PROVIDED DATA:
------------------------------
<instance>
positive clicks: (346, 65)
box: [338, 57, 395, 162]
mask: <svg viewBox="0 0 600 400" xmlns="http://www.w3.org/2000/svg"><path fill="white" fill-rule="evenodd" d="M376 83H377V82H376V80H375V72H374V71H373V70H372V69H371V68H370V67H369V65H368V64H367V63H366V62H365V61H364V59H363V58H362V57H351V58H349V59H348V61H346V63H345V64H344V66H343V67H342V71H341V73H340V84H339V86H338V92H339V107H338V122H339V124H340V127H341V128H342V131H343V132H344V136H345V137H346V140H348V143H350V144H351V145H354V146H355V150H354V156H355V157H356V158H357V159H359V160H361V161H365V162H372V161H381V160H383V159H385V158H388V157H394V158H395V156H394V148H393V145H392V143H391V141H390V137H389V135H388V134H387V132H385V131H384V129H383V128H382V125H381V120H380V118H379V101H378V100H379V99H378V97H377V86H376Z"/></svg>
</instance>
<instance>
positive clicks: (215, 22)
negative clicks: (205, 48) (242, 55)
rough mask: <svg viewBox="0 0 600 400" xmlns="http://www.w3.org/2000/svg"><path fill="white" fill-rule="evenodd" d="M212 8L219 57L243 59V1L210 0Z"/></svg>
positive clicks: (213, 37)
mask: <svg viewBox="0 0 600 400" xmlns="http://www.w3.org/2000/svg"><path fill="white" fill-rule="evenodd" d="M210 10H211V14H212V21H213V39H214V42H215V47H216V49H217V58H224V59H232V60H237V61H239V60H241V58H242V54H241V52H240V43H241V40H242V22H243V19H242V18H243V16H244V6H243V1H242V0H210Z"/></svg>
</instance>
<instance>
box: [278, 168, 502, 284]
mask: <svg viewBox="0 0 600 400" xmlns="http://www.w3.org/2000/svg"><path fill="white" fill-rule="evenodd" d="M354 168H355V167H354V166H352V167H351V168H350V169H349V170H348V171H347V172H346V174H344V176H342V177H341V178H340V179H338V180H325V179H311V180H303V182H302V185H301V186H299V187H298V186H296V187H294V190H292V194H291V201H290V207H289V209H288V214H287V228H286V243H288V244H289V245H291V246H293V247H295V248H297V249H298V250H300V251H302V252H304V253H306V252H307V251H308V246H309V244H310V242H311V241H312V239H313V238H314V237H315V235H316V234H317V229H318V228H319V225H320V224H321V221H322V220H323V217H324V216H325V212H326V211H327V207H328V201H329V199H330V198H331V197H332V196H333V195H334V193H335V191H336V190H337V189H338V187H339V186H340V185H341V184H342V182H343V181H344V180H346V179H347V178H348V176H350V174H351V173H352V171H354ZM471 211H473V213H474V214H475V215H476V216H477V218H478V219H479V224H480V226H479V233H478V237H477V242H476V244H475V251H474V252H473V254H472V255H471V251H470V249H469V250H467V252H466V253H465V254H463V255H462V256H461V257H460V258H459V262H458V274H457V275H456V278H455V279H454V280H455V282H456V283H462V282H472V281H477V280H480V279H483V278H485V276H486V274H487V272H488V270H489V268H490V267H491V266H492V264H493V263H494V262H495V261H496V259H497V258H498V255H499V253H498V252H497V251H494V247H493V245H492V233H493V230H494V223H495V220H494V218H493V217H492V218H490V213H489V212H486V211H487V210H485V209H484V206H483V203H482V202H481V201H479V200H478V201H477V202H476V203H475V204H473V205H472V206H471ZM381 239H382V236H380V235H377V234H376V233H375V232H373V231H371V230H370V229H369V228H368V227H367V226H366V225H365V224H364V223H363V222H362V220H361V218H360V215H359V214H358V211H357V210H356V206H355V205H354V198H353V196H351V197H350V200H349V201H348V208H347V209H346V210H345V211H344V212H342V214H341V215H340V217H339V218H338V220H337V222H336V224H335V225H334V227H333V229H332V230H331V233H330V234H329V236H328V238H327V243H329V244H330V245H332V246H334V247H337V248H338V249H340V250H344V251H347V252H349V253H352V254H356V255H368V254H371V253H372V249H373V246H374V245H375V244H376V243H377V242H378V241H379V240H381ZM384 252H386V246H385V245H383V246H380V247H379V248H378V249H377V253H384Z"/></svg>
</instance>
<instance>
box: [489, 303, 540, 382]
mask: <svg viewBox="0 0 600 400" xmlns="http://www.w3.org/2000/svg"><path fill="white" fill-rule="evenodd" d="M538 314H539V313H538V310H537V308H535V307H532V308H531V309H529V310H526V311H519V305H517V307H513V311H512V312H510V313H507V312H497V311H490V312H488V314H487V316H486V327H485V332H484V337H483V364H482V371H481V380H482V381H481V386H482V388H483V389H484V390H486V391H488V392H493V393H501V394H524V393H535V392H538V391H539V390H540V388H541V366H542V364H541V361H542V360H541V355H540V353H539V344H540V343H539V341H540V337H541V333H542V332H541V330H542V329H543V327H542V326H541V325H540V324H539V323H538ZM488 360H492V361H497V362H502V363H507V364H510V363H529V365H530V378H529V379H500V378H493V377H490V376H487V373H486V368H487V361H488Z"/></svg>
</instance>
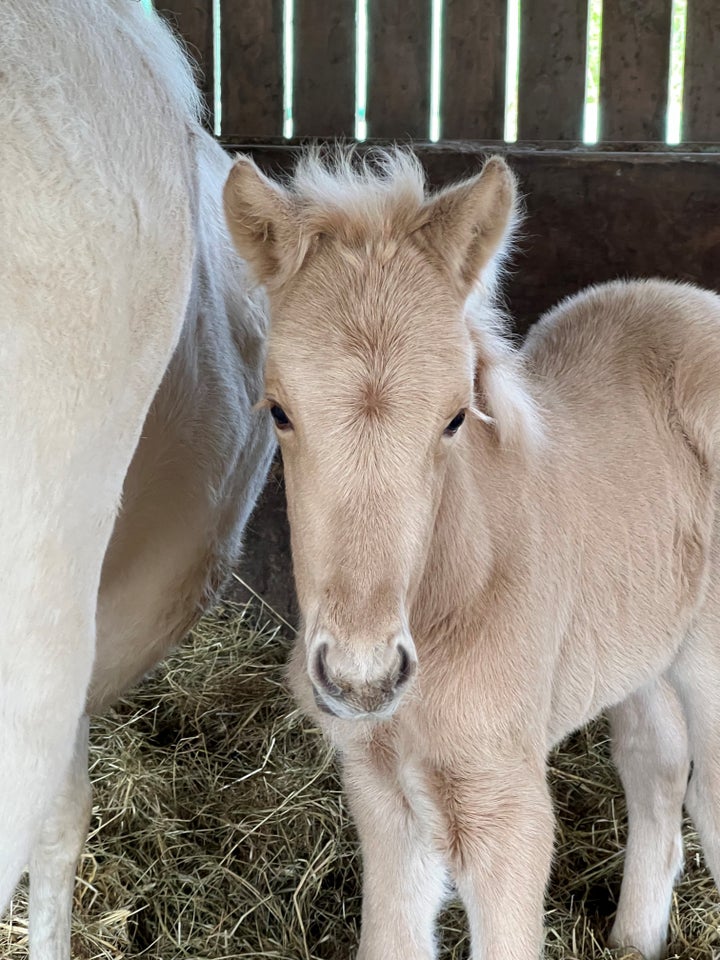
------------------------------
PROBLEM REQUIREMENTS:
Above are the records; copy every line in them that holds the word "clicks".

EXERCISE RESPONSE:
positive clicks: (346, 65)
positive clicks: (215, 22)
negative clicks: (205, 48) (242, 55)
positive clicks: (213, 37)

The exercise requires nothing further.